* [What the task requires]: Exact copy, pictures excluded: write out every line below.

═══ Records for this exercise

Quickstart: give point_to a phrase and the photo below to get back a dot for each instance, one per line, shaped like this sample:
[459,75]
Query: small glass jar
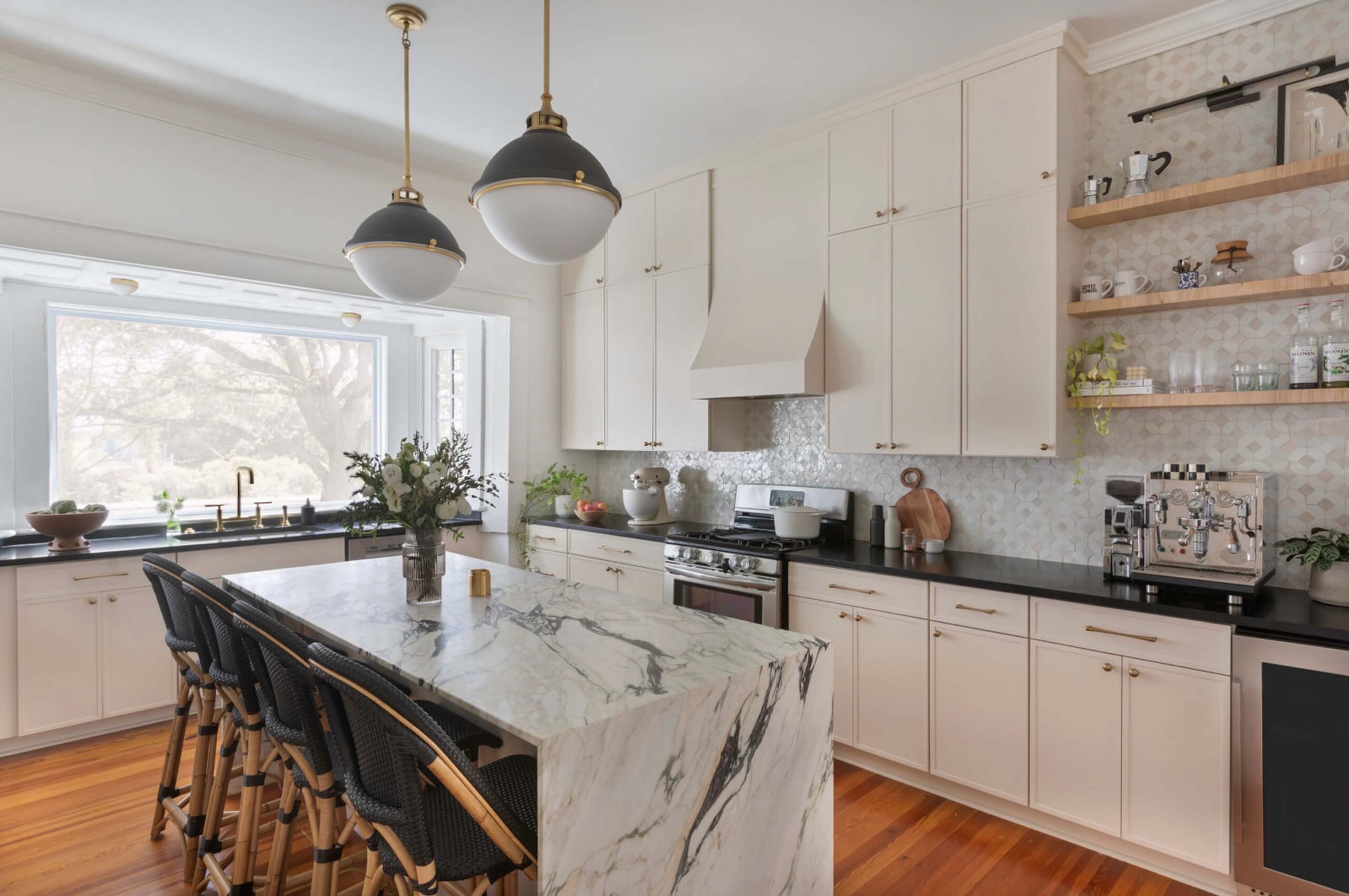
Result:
[1267,376]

══════

* [Exercise output]:
Quickstart: give point_to a phrase and the photo below to get back a dot for each instance, one per line, shaped like this sample:
[459,75]
Query: small glass jar
Result:
[1267,376]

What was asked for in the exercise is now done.